__JOB__: Can you write out the whole listing exactly?

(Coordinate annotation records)
§ §
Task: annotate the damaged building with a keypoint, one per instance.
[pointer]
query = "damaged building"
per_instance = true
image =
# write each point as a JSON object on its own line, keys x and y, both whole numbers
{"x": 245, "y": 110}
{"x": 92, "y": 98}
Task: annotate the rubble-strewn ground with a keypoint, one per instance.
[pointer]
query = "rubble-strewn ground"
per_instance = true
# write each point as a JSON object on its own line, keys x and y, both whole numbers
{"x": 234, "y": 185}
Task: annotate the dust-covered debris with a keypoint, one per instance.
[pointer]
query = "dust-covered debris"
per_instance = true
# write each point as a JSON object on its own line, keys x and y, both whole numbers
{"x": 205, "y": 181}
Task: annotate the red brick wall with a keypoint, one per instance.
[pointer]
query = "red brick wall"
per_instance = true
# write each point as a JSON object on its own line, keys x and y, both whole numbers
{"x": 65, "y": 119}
§ §
__ANSWER TO THE PROBLEM__:
Task: annotate the damaged building with a keypoint, one per instance.
[pointer]
query = "damaged building"
per_instance = true
image =
# write each point as a JSON object on its own line, keys x and y, both whole numbers
{"x": 245, "y": 110}
{"x": 92, "y": 98}
Task: annotate the rubble-strewn ground with a keypoint, one per instance.
[pointer]
query = "rubble-strewn ground"
per_instance = true
# write each point as a JSON object on its own line, keys x and y, both whole numbers
{"x": 234, "y": 185}
Task: annotate the dust-covered debris with a keypoint, one per instance.
[pointer]
query = "dust-covered debris"
per_instance = true
# write each point as a JSON object on its own line, keys x and y, both whole numbers
{"x": 205, "y": 181}
Task: annotate the red brick wall with a keypoint, one per instance.
[pointer]
query = "red brick wall"
per_instance = true
# write each point as a JSON object on its own line, keys x and y, both whole numbers
{"x": 65, "y": 119}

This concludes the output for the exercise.